◆ Problem statement
In the entries below, go to the line containing "# put a dot on each instance of the multi-strand" and repeat it along with every later line, exactly.

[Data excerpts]
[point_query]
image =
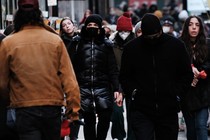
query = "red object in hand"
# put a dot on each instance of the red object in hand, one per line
(203, 74)
(65, 129)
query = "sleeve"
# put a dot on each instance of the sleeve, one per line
(69, 84)
(4, 70)
(184, 69)
(126, 73)
(113, 70)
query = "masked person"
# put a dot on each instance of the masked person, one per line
(168, 26)
(155, 70)
(120, 38)
(36, 72)
(97, 74)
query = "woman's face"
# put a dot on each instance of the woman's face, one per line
(194, 27)
(68, 26)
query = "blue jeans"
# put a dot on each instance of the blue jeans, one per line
(154, 127)
(39, 123)
(196, 123)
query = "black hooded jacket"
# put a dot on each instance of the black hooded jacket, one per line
(154, 74)
(96, 70)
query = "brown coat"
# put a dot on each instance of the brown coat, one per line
(35, 67)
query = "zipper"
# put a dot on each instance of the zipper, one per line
(155, 82)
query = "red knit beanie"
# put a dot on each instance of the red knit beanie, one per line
(28, 5)
(124, 22)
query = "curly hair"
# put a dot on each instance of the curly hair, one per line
(200, 51)
(22, 18)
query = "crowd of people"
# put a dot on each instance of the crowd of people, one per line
(157, 62)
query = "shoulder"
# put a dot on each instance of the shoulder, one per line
(76, 38)
(108, 42)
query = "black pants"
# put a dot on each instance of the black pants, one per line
(91, 132)
(39, 123)
(155, 127)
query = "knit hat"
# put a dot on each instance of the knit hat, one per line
(28, 5)
(158, 13)
(150, 24)
(137, 27)
(94, 18)
(124, 22)
(183, 15)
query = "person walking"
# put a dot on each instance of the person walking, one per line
(67, 33)
(155, 70)
(37, 72)
(123, 35)
(196, 102)
(97, 75)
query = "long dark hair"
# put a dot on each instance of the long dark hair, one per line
(33, 17)
(61, 27)
(200, 51)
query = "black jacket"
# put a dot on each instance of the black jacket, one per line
(160, 73)
(96, 70)
(199, 97)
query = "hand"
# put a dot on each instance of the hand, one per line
(118, 98)
(194, 82)
(195, 71)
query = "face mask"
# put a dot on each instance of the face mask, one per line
(166, 29)
(124, 34)
(92, 32)
(152, 39)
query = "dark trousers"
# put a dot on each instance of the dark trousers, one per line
(117, 129)
(196, 123)
(130, 133)
(99, 132)
(155, 127)
(39, 123)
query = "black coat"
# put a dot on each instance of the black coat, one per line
(199, 97)
(160, 73)
(97, 73)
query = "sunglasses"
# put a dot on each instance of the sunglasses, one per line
(153, 36)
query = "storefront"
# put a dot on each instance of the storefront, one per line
(72, 8)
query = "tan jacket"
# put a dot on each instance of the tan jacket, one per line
(35, 67)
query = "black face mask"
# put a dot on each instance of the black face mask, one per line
(153, 39)
(92, 32)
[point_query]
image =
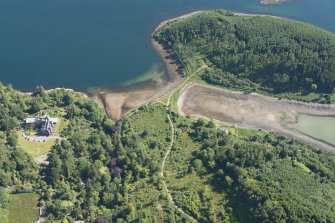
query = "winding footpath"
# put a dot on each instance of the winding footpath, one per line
(163, 167)
(170, 198)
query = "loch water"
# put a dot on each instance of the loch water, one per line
(105, 43)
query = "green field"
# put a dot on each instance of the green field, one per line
(23, 208)
(34, 148)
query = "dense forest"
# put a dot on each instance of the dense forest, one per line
(255, 53)
(215, 173)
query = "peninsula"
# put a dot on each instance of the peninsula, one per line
(192, 150)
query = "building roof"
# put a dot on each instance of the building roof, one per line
(54, 120)
(30, 120)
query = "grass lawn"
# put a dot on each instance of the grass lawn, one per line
(23, 208)
(34, 148)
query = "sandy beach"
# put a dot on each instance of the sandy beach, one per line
(251, 111)
(119, 102)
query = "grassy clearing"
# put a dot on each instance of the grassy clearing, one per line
(3, 215)
(23, 208)
(34, 148)
(149, 125)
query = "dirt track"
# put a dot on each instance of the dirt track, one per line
(251, 110)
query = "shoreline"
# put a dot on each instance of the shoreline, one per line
(118, 102)
(268, 118)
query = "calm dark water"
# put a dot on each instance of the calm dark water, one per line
(104, 43)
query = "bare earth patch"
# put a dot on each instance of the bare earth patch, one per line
(251, 110)
(118, 103)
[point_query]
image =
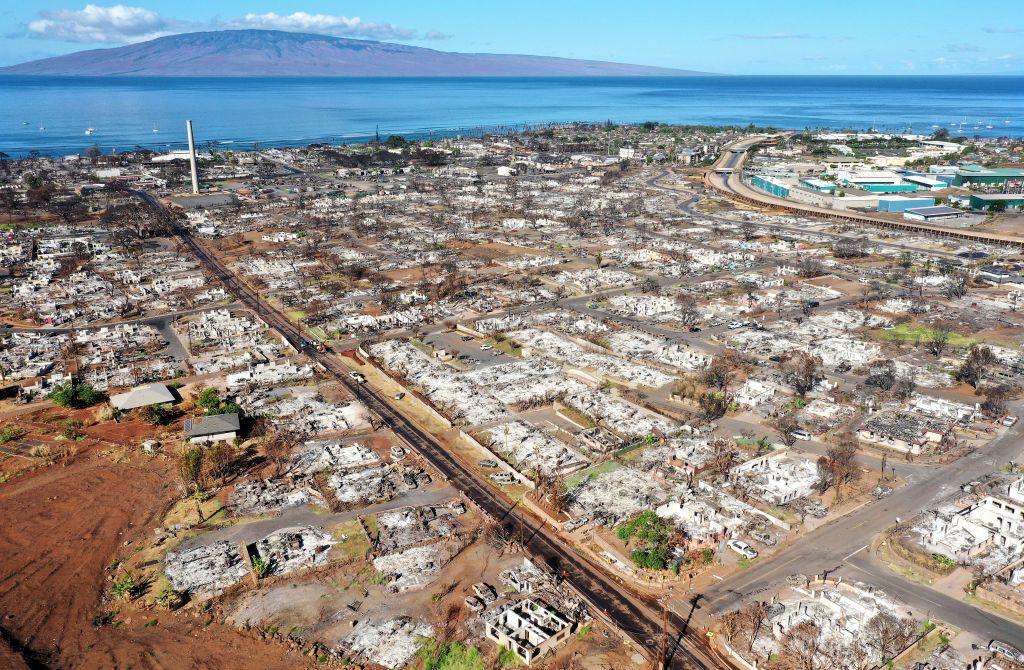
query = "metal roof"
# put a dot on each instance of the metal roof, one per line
(938, 210)
(212, 424)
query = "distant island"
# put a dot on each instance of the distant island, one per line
(278, 53)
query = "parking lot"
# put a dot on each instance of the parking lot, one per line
(467, 350)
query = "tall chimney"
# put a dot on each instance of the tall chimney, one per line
(192, 157)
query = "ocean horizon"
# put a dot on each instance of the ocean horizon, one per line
(51, 114)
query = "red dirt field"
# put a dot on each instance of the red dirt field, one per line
(61, 526)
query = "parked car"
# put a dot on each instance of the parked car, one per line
(1007, 650)
(502, 477)
(743, 549)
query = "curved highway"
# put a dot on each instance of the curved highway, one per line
(726, 177)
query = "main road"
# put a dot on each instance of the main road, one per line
(637, 616)
(844, 547)
(726, 177)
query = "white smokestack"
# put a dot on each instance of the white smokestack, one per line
(192, 158)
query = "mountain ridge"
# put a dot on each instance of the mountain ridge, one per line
(264, 52)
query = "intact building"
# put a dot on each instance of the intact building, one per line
(771, 185)
(939, 213)
(984, 201)
(993, 176)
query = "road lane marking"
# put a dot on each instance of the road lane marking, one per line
(854, 553)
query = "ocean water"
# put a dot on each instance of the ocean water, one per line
(51, 114)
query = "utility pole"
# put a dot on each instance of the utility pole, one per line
(192, 158)
(663, 657)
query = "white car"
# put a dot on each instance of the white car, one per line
(743, 549)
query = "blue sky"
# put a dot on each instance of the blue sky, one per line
(735, 37)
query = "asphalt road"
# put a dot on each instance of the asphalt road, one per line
(634, 616)
(841, 547)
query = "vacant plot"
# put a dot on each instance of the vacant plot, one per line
(919, 333)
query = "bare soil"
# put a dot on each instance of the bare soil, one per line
(62, 526)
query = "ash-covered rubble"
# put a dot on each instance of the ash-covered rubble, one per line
(264, 496)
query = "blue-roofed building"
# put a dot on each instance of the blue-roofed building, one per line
(899, 204)
(770, 185)
(817, 184)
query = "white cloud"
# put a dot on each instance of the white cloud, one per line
(324, 25)
(123, 24)
(963, 47)
(95, 24)
(777, 36)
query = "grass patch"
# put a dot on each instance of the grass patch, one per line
(506, 346)
(355, 543)
(577, 417)
(918, 333)
(580, 476)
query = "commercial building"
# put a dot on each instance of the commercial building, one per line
(927, 182)
(976, 174)
(899, 204)
(889, 187)
(938, 213)
(817, 184)
(770, 185)
(984, 201)
(863, 179)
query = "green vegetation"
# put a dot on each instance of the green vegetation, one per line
(509, 659)
(586, 474)
(75, 394)
(124, 588)
(9, 433)
(650, 534)
(261, 568)
(450, 656)
(919, 333)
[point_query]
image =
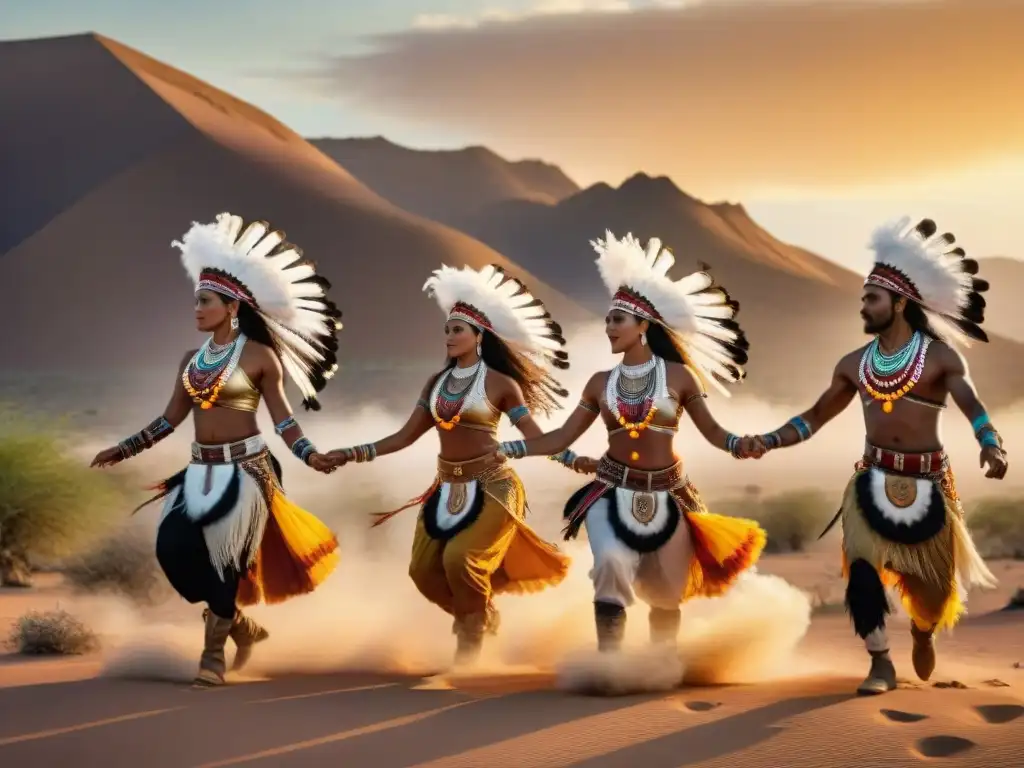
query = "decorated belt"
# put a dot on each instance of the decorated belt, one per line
(228, 453)
(611, 472)
(481, 468)
(907, 464)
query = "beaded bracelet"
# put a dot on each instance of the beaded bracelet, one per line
(360, 454)
(513, 449)
(145, 438)
(303, 449)
(285, 425)
(517, 414)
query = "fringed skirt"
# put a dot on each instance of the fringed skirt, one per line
(901, 514)
(644, 510)
(226, 519)
(476, 510)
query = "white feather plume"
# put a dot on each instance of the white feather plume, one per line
(690, 306)
(938, 275)
(515, 314)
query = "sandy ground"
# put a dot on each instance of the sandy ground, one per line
(68, 712)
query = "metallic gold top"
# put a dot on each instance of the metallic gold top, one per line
(239, 393)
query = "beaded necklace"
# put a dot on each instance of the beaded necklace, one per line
(630, 393)
(457, 389)
(888, 378)
(209, 369)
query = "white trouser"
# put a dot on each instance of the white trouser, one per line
(658, 578)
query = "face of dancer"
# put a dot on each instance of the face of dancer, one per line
(460, 338)
(624, 330)
(213, 310)
(879, 308)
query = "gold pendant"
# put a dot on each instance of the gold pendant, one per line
(901, 492)
(643, 508)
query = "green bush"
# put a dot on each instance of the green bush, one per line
(51, 632)
(997, 526)
(50, 500)
(793, 519)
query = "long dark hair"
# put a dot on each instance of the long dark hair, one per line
(540, 389)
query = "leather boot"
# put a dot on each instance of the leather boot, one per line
(882, 677)
(664, 626)
(610, 621)
(469, 632)
(213, 665)
(923, 654)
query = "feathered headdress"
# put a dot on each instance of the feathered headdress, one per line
(693, 308)
(913, 262)
(256, 265)
(489, 299)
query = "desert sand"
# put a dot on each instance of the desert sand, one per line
(87, 712)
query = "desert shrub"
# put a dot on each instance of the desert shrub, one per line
(50, 501)
(124, 564)
(997, 526)
(51, 632)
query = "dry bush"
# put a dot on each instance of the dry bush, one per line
(53, 633)
(124, 564)
(50, 501)
(997, 526)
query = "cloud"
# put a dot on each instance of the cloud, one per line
(722, 95)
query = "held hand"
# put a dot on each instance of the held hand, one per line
(995, 459)
(322, 463)
(108, 458)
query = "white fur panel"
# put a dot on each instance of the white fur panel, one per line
(663, 513)
(905, 515)
(445, 520)
(198, 500)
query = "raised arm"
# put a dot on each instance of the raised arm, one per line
(961, 388)
(835, 399)
(560, 439)
(419, 423)
(176, 412)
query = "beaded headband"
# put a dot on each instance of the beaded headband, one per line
(470, 314)
(893, 280)
(635, 304)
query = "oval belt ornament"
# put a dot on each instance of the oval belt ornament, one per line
(901, 492)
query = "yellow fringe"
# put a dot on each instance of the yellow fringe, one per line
(724, 547)
(297, 554)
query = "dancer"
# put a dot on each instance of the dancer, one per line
(902, 519)
(649, 531)
(228, 536)
(471, 540)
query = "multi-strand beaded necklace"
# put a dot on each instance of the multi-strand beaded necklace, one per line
(456, 390)
(210, 369)
(888, 377)
(631, 392)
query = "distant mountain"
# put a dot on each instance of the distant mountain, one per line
(445, 184)
(107, 156)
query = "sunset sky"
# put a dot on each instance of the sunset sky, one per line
(823, 118)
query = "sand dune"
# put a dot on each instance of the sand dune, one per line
(138, 151)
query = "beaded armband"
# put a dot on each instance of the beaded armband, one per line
(513, 449)
(285, 425)
(303, 449)
(566, 459)
(517, 414)
(359, 454)
(146, 438)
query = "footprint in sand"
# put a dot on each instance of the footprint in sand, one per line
(943, 747)
(902, 717)
(999, 714)
(701, 706)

◆ Response to this exercise
# put a dot on each instance of the multi-strand beaded necklace, one per line
(456, 390)
(210, 369)
(888, 377)
(631, 392)
query = "distant mountain"
# put a dot on each instance of the distant mountain, one per line
(445, 184)
(107, 156)
query = "sunset sky"
# put a dot on each instance of the sunset sky, one per line
(823, 118)
query = "sand dune"
# put a dot on each instance of the sand dune, one per line
(138, 151)
query = "beaded armband"
# put a dot on each instance of the beaded armband, one per line
(513, 449)
(285, 425)
(303, 449)
(566, 459)
(517, 414)
(359, 454)
(146, 438)
query = "footprint in sand"
# put a dot on each instance of the footprint in sand, one per line
(943, 747)
(902, 717)
(999, 714)
(701, 706)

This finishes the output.